__Required task__. List every line of the listing below that contains the word "water". Case counts.

__Data to process__.
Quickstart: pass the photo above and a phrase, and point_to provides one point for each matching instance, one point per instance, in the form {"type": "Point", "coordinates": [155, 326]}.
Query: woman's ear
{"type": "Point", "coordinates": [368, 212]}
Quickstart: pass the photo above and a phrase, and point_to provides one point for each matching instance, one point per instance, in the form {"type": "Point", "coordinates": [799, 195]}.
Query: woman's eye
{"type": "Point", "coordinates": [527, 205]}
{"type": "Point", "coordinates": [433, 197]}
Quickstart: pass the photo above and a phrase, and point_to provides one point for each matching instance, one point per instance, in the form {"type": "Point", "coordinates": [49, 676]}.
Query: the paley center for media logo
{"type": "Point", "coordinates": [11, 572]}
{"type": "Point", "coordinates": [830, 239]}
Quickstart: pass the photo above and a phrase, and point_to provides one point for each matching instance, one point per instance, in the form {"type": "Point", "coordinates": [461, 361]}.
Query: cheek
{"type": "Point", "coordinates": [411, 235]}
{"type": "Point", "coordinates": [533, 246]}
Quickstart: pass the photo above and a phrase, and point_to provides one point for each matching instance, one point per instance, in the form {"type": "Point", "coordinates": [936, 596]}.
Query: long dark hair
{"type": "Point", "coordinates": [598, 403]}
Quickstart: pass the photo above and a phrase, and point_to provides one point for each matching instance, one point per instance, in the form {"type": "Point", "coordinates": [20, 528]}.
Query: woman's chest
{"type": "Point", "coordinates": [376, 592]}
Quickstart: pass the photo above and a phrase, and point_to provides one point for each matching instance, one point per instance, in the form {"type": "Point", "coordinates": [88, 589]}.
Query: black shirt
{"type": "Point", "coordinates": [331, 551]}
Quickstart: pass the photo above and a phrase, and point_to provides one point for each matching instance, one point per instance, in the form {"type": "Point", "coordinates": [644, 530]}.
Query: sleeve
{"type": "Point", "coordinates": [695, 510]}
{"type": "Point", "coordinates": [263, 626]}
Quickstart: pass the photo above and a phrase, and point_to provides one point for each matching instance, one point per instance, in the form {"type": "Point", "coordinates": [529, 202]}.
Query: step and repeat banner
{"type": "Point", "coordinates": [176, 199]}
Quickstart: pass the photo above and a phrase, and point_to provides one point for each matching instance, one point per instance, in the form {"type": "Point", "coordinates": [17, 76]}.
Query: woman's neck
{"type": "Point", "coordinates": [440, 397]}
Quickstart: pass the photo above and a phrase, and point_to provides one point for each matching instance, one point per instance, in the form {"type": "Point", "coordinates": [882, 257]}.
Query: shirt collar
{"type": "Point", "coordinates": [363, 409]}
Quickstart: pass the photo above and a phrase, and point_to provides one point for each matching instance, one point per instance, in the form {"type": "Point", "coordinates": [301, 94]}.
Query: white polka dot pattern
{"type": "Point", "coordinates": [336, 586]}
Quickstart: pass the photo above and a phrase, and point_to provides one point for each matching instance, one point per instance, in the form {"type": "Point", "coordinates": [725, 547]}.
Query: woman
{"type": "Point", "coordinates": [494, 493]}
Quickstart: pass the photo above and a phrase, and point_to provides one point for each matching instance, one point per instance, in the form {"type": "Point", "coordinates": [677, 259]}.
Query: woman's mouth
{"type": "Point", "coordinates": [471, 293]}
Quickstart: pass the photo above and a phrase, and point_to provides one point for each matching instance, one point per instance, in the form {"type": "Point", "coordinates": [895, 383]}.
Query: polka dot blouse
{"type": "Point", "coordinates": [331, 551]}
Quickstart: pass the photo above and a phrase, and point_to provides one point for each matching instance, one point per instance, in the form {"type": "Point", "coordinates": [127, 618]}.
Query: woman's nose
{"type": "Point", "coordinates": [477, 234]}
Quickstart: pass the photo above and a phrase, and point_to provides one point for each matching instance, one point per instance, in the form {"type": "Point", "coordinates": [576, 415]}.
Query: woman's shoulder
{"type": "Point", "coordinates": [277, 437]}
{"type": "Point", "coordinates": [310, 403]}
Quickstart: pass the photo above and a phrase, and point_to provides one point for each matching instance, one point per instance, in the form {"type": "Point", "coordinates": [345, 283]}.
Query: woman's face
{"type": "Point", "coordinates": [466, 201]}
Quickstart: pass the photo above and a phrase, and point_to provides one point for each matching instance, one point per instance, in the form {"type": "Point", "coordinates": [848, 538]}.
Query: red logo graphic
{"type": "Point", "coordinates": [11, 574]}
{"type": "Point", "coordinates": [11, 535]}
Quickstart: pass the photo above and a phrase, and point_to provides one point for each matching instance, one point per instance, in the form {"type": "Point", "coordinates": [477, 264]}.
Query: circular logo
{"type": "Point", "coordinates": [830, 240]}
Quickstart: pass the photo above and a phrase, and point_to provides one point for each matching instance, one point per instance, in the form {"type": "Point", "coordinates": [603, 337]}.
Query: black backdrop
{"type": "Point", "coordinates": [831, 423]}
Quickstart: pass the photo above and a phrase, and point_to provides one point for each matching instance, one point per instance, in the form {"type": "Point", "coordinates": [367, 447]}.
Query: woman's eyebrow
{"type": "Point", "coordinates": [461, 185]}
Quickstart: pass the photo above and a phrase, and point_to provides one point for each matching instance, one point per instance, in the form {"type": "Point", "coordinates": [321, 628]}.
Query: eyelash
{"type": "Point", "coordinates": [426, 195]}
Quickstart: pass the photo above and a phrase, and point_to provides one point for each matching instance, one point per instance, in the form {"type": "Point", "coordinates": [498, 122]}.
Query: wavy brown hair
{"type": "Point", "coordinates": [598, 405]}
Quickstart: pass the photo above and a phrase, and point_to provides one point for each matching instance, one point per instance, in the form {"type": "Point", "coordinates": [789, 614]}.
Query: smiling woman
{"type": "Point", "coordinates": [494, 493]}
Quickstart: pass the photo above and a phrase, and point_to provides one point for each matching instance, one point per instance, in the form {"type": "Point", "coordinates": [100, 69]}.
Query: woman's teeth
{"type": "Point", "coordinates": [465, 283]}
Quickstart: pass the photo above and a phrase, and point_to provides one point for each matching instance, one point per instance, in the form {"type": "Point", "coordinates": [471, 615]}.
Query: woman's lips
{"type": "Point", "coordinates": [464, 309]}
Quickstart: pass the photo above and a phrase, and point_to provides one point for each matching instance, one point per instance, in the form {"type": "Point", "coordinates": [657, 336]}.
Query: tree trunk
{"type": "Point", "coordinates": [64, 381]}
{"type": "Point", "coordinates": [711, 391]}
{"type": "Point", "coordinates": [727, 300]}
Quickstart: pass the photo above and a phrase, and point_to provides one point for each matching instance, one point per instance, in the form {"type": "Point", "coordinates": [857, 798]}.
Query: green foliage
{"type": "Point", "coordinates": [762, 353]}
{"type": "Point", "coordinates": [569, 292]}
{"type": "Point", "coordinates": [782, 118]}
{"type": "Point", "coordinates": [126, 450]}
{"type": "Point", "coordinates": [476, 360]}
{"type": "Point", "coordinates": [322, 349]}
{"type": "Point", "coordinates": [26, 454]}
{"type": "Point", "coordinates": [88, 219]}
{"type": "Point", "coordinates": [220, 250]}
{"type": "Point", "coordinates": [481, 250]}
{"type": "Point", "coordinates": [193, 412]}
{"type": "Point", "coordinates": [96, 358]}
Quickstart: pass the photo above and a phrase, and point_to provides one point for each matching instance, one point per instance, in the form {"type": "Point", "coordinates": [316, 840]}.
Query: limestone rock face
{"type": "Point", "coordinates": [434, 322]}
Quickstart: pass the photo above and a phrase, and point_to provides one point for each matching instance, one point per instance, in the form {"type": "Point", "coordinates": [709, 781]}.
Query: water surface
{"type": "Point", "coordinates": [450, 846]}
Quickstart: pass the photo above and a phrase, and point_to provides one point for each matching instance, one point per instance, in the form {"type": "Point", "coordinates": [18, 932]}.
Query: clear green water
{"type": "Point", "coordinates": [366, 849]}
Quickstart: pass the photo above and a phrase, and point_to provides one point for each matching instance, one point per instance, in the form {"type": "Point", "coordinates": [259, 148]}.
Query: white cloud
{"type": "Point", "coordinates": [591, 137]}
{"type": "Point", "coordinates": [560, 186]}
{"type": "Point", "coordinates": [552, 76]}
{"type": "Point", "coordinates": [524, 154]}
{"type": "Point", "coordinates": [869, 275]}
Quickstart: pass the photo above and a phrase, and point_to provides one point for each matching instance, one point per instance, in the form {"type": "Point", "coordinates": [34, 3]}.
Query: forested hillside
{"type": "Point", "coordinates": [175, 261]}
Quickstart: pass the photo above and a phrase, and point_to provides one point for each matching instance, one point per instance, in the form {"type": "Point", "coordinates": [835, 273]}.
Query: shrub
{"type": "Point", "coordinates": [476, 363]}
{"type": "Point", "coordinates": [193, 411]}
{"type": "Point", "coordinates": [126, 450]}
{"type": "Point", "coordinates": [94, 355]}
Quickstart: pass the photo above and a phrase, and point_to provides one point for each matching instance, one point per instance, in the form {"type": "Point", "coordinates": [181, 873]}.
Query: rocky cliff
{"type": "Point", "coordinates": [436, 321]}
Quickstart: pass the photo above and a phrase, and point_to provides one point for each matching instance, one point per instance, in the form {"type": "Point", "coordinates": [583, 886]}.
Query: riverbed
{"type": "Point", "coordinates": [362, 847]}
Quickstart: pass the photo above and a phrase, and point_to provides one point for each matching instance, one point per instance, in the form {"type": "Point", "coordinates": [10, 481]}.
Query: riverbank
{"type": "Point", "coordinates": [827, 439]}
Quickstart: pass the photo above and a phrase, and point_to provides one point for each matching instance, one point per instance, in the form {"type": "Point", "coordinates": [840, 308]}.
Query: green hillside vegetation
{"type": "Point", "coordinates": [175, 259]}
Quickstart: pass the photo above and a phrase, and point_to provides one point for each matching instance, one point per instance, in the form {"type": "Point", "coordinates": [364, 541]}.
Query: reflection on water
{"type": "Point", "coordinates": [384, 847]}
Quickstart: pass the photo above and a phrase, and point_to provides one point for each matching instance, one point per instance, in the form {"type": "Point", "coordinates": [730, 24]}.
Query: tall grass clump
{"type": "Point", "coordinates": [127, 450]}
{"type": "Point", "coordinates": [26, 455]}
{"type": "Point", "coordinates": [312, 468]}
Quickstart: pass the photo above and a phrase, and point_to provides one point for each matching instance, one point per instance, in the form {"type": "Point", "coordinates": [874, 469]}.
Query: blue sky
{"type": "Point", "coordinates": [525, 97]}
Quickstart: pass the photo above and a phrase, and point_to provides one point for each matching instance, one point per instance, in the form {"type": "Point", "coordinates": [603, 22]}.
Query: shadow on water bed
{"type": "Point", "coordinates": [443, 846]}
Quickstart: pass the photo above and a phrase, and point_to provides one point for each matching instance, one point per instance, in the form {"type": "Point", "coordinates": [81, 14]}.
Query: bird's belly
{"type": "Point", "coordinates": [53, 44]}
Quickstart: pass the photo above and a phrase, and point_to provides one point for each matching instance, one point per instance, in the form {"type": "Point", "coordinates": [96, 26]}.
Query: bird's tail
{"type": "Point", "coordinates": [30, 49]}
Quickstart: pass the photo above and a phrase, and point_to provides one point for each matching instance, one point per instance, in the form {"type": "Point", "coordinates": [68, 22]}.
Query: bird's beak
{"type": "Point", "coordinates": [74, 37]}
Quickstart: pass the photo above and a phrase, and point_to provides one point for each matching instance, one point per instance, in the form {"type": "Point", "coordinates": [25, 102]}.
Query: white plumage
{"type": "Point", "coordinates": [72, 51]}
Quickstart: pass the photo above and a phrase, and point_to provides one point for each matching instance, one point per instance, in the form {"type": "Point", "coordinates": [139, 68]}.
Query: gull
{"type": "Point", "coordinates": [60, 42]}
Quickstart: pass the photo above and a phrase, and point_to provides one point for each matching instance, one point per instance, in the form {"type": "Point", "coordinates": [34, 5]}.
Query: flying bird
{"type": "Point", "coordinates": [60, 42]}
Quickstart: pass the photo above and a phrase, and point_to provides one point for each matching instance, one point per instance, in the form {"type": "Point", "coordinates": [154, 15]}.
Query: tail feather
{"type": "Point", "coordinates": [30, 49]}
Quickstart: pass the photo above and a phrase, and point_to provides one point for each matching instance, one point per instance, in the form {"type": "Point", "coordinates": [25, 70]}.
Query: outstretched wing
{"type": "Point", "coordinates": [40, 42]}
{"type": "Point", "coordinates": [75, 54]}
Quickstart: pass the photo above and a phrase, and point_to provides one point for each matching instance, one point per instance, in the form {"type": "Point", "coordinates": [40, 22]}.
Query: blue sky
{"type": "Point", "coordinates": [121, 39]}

__Task output__.
Query: water surface
Query: clear green water
Query: reflection on water
Query: shadow on water bed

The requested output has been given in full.